***** MATERIAL FOR THE TASK *****

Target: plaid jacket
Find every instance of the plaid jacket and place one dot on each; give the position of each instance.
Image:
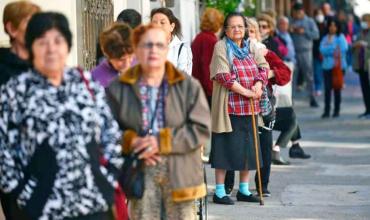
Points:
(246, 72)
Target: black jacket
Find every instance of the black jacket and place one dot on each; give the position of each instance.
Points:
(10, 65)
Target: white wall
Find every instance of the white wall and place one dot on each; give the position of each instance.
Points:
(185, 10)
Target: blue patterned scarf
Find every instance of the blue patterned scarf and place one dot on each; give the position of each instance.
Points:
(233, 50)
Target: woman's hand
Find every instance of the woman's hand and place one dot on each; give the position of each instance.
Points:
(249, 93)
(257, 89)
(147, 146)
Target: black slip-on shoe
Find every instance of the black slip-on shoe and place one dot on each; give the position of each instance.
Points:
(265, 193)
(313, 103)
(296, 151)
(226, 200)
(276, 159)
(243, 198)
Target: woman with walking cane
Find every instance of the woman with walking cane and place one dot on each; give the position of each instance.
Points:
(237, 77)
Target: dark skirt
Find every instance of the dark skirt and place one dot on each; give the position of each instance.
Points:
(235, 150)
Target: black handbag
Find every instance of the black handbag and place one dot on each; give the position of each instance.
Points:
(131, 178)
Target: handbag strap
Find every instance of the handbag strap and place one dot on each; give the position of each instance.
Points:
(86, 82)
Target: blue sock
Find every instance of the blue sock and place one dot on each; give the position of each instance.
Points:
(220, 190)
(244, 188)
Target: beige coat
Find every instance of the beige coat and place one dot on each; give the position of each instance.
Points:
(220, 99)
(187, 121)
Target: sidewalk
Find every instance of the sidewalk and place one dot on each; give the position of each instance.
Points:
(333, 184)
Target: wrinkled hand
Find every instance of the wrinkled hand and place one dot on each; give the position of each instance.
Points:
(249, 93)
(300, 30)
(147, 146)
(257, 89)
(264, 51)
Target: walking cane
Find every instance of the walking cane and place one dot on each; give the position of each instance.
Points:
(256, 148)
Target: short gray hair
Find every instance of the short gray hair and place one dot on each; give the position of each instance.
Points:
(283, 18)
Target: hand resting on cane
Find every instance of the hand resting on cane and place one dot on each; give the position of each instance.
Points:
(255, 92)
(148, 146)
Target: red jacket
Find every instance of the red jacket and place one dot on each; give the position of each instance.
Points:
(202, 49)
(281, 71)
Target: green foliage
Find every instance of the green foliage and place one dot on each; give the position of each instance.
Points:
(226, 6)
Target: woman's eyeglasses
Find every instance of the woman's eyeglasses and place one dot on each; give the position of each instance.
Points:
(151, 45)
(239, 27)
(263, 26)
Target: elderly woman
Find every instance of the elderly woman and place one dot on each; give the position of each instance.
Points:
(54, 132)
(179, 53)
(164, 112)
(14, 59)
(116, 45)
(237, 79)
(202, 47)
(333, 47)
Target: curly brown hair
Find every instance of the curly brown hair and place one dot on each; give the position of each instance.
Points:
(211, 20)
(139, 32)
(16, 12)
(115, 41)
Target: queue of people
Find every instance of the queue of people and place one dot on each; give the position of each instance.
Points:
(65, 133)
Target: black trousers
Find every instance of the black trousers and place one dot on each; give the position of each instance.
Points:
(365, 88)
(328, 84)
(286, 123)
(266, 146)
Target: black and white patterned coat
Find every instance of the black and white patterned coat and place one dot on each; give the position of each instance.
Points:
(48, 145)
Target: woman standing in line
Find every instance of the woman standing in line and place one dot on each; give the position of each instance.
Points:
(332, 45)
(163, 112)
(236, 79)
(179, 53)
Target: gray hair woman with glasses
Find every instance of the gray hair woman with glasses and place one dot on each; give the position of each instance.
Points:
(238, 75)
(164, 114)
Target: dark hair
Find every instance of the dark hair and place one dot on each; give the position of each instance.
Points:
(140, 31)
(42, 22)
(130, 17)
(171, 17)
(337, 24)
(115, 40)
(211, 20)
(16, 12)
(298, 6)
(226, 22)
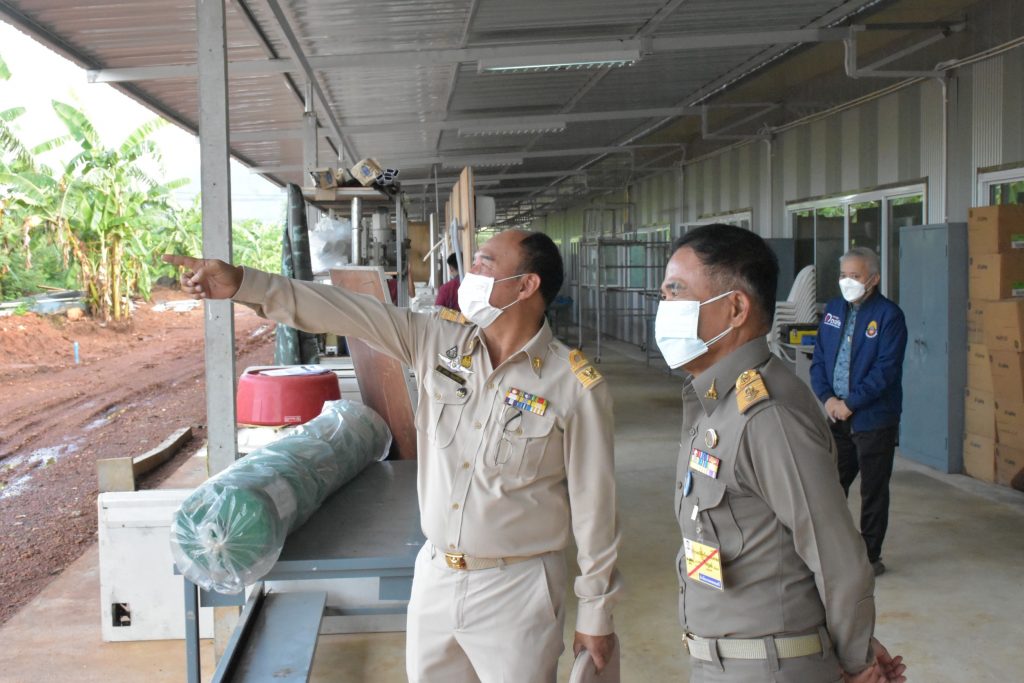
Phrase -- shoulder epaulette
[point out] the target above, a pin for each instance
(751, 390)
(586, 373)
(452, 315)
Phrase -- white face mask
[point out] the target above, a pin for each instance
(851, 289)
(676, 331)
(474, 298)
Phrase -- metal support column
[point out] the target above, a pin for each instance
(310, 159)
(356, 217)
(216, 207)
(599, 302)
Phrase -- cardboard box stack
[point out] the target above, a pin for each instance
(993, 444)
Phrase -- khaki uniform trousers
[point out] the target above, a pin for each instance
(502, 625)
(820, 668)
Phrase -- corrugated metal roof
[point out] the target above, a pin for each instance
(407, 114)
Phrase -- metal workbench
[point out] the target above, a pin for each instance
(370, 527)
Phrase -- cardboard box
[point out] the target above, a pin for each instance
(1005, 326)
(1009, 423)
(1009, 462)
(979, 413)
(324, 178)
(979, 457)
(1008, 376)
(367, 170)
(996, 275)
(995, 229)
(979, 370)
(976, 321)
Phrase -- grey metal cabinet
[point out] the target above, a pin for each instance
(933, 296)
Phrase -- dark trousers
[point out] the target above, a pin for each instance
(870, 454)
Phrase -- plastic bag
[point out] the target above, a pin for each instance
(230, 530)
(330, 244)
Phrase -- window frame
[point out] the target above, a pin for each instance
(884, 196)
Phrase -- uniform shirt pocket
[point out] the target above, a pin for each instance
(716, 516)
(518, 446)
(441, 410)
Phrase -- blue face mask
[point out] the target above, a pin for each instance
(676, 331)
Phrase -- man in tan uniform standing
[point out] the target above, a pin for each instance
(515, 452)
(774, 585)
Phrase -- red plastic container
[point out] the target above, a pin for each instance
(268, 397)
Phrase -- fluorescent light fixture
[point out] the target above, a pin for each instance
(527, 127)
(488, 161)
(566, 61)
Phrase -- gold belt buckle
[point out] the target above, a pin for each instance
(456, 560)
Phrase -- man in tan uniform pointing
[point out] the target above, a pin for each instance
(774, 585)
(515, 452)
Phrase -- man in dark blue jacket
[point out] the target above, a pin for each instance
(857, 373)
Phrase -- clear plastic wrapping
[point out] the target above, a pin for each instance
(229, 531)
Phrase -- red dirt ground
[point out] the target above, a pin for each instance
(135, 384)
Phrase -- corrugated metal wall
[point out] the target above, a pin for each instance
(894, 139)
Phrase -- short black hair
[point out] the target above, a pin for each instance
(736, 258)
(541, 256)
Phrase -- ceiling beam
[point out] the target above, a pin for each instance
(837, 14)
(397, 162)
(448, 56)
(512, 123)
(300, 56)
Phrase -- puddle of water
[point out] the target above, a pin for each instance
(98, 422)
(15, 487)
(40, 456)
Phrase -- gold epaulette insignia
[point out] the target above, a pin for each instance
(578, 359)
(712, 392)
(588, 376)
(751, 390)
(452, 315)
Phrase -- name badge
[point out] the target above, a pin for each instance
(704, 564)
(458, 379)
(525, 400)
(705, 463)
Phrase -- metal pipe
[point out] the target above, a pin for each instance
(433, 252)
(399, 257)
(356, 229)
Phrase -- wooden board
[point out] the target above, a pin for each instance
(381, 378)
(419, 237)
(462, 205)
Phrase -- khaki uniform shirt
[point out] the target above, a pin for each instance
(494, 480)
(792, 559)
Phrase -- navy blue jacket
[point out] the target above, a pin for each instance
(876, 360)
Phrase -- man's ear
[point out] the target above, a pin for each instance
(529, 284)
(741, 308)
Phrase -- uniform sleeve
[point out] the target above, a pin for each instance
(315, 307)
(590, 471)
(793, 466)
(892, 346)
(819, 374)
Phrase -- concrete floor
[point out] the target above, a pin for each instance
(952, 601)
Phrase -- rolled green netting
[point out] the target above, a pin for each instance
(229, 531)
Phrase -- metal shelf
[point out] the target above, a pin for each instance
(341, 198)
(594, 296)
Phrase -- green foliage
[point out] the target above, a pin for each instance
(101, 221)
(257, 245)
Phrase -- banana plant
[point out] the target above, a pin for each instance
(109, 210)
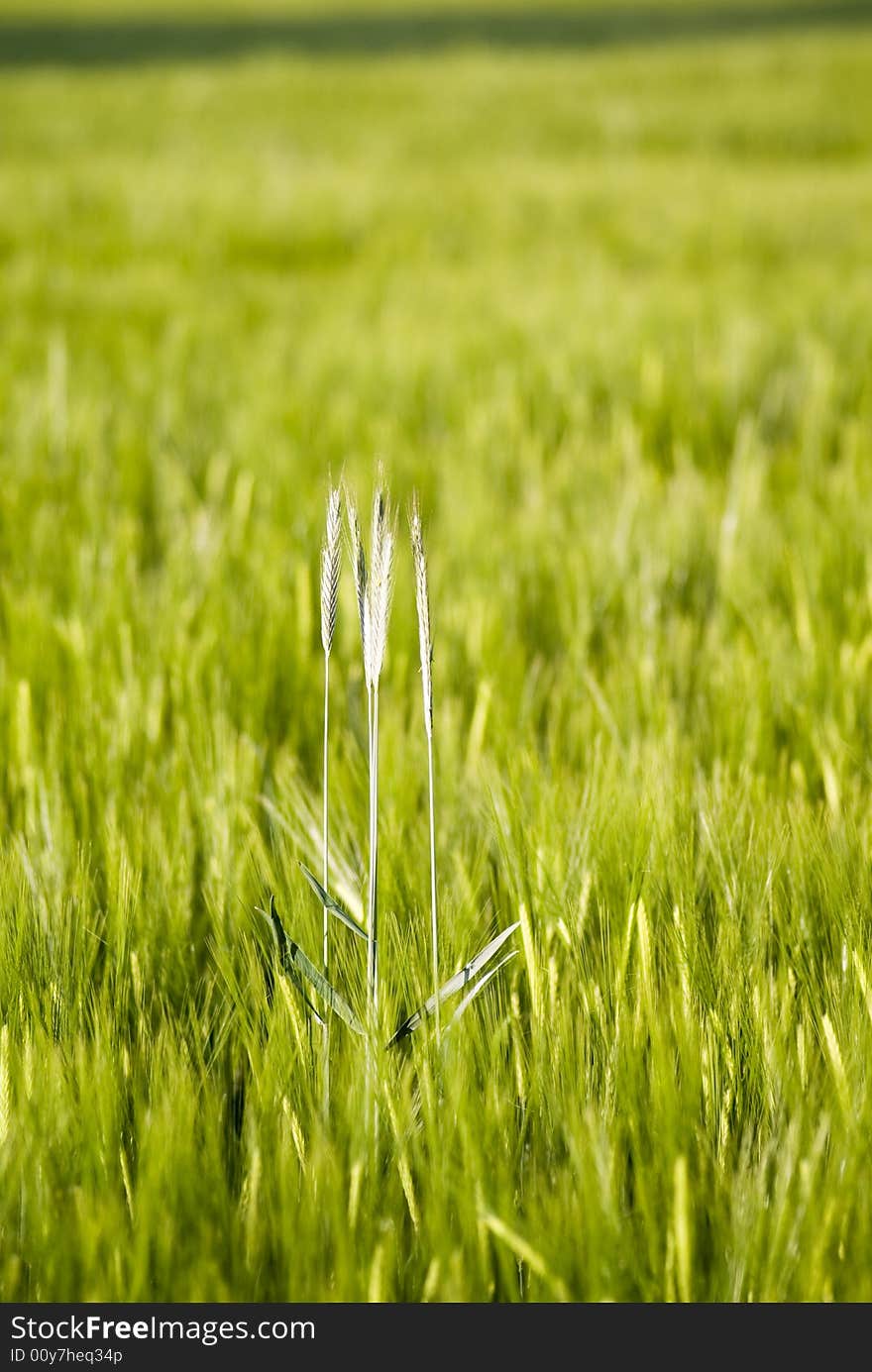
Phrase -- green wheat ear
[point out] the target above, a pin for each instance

*****

--- ABOUT THIS EXERCISE ---
In the entries above, find each line with the word "wrinkled" and show it.

--- WRITTEN REPLY ---
Target: wrinkled hand
Find every instance of the wrinkled hand and place one dot on each; give the position of each instance.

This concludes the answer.